### [Task requirements]
Using the records below, copy out exactly the line that contains "cream hotel building." and every line that follows it, up to and including the last, and no others.

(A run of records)
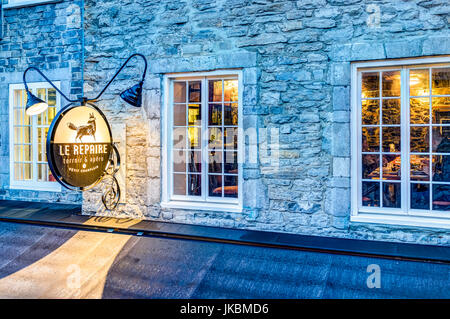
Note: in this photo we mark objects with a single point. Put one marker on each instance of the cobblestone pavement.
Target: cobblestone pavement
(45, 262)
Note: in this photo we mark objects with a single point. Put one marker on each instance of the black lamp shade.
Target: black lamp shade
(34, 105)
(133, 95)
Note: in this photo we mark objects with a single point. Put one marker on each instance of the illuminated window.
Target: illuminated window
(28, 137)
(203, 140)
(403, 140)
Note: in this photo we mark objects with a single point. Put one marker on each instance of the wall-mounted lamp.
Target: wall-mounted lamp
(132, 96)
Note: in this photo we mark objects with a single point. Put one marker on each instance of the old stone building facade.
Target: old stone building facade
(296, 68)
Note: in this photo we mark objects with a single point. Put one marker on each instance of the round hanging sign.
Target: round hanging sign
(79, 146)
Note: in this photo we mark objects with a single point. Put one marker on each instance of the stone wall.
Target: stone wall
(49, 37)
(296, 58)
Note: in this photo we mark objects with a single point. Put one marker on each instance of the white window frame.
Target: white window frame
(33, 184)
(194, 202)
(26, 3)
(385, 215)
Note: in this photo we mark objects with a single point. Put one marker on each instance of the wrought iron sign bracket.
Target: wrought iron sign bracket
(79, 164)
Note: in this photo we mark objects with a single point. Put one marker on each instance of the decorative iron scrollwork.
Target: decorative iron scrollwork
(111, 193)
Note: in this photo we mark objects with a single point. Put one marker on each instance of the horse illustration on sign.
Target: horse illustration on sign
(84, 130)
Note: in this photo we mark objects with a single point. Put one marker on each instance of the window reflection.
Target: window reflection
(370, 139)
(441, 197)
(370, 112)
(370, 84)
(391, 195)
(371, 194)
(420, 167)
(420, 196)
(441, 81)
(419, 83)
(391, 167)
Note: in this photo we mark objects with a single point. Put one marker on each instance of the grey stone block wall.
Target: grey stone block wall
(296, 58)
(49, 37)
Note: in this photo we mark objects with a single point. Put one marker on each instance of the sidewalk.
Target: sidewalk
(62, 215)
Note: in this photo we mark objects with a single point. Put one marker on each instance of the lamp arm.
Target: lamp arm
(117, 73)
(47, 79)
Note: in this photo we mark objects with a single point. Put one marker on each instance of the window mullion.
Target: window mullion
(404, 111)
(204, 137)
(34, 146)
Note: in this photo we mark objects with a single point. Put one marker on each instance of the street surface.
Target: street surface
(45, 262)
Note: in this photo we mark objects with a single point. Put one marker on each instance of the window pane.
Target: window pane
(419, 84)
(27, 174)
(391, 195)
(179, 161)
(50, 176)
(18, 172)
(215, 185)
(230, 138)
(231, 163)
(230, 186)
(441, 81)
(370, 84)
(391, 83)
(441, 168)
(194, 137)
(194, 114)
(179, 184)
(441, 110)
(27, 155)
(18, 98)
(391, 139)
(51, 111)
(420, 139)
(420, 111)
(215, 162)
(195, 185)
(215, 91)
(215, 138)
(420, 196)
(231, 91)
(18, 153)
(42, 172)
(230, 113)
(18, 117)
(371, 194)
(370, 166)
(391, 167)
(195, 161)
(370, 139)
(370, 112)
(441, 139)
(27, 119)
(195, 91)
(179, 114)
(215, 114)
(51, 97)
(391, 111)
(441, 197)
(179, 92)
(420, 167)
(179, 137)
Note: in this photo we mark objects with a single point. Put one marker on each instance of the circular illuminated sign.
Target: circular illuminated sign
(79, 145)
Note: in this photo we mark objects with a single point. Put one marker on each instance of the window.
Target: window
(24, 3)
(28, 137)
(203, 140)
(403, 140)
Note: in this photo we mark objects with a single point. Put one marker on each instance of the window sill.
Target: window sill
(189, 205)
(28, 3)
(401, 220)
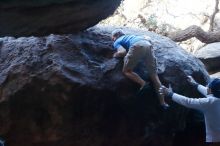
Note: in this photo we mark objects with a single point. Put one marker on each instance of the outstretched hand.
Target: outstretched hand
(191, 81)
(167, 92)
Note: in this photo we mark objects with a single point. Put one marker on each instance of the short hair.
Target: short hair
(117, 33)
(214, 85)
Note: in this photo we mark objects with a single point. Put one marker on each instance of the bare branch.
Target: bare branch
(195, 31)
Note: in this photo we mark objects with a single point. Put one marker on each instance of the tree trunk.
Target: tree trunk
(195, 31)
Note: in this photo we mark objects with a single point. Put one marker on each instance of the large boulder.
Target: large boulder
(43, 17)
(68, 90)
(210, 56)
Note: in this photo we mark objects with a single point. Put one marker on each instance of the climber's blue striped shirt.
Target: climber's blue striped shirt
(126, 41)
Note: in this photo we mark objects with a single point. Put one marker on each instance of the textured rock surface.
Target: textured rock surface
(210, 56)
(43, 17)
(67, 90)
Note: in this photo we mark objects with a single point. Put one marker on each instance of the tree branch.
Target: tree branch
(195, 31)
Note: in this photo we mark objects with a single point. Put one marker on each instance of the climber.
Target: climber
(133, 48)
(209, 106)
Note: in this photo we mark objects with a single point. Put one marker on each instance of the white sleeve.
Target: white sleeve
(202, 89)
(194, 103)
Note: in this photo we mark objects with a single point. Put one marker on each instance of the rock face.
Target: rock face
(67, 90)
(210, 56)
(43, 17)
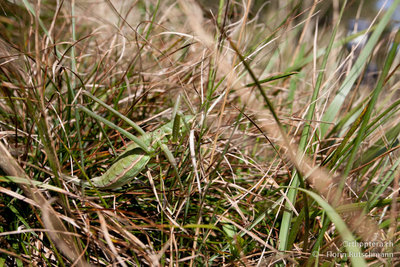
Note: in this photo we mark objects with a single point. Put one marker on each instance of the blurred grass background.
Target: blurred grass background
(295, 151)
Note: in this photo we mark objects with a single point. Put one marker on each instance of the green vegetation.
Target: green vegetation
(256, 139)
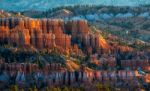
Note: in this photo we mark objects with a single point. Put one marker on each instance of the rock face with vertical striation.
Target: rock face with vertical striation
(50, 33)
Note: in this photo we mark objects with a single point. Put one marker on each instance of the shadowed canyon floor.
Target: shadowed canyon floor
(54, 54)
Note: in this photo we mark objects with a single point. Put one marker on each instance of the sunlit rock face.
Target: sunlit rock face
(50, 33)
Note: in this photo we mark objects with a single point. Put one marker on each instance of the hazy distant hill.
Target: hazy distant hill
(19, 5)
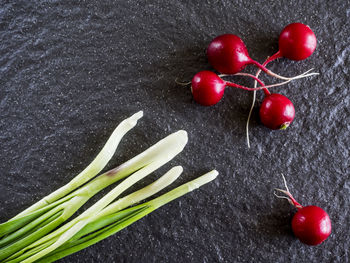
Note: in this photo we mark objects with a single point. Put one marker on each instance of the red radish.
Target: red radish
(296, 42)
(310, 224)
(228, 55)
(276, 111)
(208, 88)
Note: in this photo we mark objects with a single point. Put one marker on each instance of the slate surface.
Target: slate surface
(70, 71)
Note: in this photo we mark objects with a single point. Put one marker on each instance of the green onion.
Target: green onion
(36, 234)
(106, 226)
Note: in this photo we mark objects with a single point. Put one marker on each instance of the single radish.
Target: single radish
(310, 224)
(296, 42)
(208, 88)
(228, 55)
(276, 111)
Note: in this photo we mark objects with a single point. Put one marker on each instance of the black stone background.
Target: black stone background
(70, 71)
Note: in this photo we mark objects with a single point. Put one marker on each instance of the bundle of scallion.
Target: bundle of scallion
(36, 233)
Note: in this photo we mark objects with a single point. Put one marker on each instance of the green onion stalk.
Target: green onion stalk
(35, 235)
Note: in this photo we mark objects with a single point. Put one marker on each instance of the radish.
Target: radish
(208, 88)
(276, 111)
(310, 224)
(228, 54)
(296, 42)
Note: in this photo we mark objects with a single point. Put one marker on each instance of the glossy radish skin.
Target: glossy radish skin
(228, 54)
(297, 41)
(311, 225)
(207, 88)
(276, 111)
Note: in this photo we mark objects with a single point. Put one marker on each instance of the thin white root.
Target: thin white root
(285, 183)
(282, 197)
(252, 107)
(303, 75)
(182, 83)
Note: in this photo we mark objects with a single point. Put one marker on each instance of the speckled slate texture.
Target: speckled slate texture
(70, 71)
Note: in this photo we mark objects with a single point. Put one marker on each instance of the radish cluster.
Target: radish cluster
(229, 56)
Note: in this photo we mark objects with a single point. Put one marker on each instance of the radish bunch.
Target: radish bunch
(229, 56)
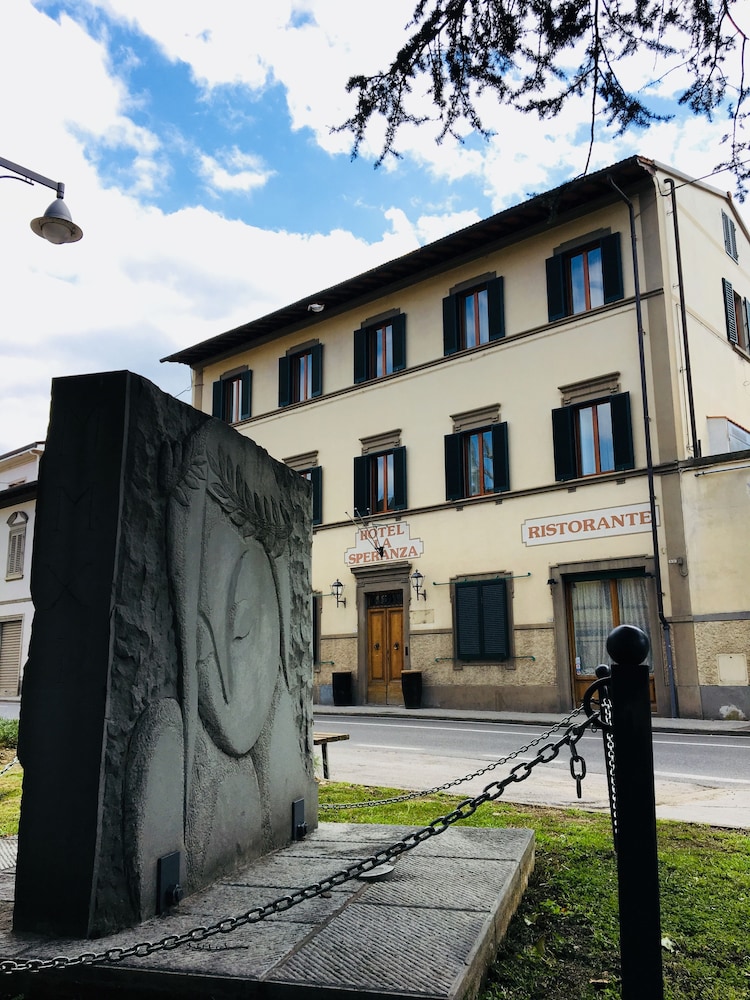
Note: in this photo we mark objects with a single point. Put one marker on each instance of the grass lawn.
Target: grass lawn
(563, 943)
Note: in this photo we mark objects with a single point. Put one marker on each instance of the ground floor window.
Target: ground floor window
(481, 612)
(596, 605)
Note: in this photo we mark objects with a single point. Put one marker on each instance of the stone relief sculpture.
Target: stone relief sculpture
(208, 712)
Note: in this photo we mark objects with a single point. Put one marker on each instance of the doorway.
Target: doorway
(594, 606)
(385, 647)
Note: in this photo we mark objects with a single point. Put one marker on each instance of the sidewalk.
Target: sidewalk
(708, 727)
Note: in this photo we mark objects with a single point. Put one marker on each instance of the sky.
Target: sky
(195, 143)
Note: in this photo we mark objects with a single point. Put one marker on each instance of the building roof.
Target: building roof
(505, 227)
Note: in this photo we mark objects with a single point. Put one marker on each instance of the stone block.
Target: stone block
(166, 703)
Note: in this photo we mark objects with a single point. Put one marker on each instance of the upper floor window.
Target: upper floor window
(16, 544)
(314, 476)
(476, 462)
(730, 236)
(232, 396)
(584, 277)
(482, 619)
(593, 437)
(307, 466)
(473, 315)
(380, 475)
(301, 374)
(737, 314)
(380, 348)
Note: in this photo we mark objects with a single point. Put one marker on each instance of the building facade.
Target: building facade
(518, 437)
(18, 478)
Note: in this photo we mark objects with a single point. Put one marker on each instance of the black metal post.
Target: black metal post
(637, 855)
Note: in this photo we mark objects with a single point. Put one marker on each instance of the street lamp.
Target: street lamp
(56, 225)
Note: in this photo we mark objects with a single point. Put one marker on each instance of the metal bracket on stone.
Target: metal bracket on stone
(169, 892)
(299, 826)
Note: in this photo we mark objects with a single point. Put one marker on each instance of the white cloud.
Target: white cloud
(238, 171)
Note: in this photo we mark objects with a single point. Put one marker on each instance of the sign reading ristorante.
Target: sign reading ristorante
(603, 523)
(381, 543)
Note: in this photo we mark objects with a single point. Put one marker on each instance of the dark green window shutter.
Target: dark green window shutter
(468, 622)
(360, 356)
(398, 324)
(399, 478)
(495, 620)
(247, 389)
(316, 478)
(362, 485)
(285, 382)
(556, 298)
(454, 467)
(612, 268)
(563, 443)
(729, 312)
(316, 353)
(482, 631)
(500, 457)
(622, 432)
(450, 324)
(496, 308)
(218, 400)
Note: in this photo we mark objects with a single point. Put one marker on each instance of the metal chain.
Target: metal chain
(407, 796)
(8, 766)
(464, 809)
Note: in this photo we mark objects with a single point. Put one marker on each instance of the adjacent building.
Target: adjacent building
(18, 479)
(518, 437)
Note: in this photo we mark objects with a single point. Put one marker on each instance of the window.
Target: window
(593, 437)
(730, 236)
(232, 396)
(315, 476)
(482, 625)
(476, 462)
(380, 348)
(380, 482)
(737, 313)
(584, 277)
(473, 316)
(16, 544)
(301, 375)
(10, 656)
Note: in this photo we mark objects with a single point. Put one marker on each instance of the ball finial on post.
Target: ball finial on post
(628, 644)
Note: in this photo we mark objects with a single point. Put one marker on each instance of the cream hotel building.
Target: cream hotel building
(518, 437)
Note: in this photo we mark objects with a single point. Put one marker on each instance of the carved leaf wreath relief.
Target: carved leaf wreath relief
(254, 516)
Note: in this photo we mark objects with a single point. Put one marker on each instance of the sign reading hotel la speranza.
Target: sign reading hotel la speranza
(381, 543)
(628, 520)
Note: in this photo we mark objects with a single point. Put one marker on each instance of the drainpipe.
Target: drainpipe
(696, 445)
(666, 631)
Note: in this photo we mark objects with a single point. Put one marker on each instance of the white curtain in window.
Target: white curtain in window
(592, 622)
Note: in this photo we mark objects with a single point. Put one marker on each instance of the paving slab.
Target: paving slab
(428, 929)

### [Problem solution]
Note: in this photo we mark objects with a single point. Put one marker on each instance of the cream hotel building.
Target: cream hotel building
(518, 437)
Note: in this photo we mark objects with a single point. Put one marker on each instance of the carved leaf wreath relief.
Target: carved leaf wreath relief
(254, 516)
Note: in this photo we mark objects with a single point. Put one marker on each instance of the sign reading hotel la speranza.
Target: sign reading hotel la speranza
(381, 543)
(628, 520)
Note: in this photo we mark objects with a single point. Put one marker on each instance of the drainpipe.
Target: drainpipe
(696, 445)
(666, 631)
Note: in this photo we mark objects with a single point. Put one marker on each instance of the white curtain in window.
Target: white curtain in window
(592, 622)
Note: in this photo we mark objects with a single point. Put one marker on each instance of the paving slab.
Target: paving slab
(428, 929)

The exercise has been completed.